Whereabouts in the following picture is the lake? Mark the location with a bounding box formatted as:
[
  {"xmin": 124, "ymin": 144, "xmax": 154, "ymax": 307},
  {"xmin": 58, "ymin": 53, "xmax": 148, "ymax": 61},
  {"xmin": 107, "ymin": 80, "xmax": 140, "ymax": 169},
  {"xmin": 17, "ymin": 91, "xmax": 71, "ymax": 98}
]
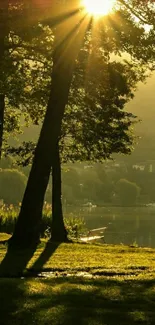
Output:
[{"xmin": 64, "ymin": 207, "xmax": 155, "ymax": 247}]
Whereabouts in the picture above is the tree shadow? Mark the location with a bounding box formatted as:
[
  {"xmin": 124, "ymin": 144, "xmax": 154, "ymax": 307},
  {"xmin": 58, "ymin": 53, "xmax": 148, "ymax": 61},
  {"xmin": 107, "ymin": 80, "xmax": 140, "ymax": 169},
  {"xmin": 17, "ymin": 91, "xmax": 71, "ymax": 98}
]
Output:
[
  {"xmin": 0, "ymin": 244, "xmax": 38, "ymax": 277},
  {"xmin": 30, "ymin": 241, "xmax": 60, "ymax": 274},
  {"xmin": 0, "ymin": 278, "xmax": 155, "ymax": 325},
  {"xmin": 0, "ymin": 238, "xmax": 59, "ymax": 277}
]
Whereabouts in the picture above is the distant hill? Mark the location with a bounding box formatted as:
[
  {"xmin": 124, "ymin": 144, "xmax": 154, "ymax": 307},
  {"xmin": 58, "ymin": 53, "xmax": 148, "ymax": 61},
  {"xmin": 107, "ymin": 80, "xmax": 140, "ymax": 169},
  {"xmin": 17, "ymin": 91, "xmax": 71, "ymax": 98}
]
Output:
[{"xmin": 127, "ymin": 73, "xmax": 155, "ymax": 135}]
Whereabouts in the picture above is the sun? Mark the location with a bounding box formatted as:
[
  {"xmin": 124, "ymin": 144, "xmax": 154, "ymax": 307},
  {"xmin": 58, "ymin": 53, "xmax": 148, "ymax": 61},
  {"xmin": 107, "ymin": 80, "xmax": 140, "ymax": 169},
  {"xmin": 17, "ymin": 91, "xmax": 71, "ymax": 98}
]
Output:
[{"xmin": 83, "ymin": 0, "xmax": 114, "ymax": 16}]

----

» **Problem requirements**: Copy out the listing with each "Mark the location" swapped for "Show the position". Keep everything else the same and leave the pictures out.

» **Final result**:
Whereabouts in the following picture is the lake? Show the position with a bounding box formatted as:
[
  {"xmin": 124, "ymin": 144, "xmax": 154, "ymax": 307},
  {"xmin": 58, "ymin": 53, "xmax": 148, "ymax": 61},
  {"xmin": 107, "ymin": 80, "xmax": 140, "ymax": 169},
  {"xmin": 17, "ymin": 91, "xmax": 71, "ymax": 98}
]
Output:
[{"xmin": 64, "ymin": 207, "xmax": 155, "ymax": 247}]
Whereabouts in the picture above is the tree shadow? Show the position with a bounding box formatted as:
[
  {"xmin": 124, "ymin": 144, "xmax": 154, "ymax": 307},
  {"xmin": 58, "ymin": 53, "xmax": 148, "ymax": 61},
  {"xmin": 107, "ymin": 80, "xmax": 140, "ymax": 169},
  {"xmin": 17, "ymin": 91, "xmax": 71, "ymax": 98}
]
Output:
[
  {"xmin": 0, "ymin": 244, "xmax": 38, "ymax": 277},
  {"xmin": 30, "ymin": 241, "xmax": 60, "ymax": 274},
  {"xmin": 0, "ymin": 278, "xmax": 155, "ymax": 325},
  {"xmin": 0, "ymin": 238, "xmax": 59, "ymax": 277}
]
Whereabouts in the picture above is the distant hill? Show the position with a bounding box formatted as:
[
  {"xmin": 124, "ymin": 144, "xmax": 154, "ymax": 307},
  {"xmin": 58, "ymin": 53, "xmax": 148, "ymax": 61},
  {"xmin": 107, "ymin": 80, "xmax": 140, "ymax": 169},
  {"xmin": 17, "ymin": 91, "xmax": 71, "ymax": 98}
]
Output:
[{"xmin": 127, "ymin": 73, "xmax": 155, "ymax": 135}]
Whereabouts in the picture above is the sun? Show the position with a bounding box formatted as:
[
  {"xmin": 124, "ymin": 144, "xmax": 154, "ymax": 307},
  {"xmin": 58, "ymin": 53, "xmax": 148, "ymax": 61},
  {"xmin": 107, "ymin": 80, "xmax": 140, "ymax": 169},
  {"xmin": 17, "ymin": 91, "xmax": 71, "ymax": 98}
]
Output:
[{"xmin": 83, "ymin": 0, "xmax": 114, "ymax": 16}]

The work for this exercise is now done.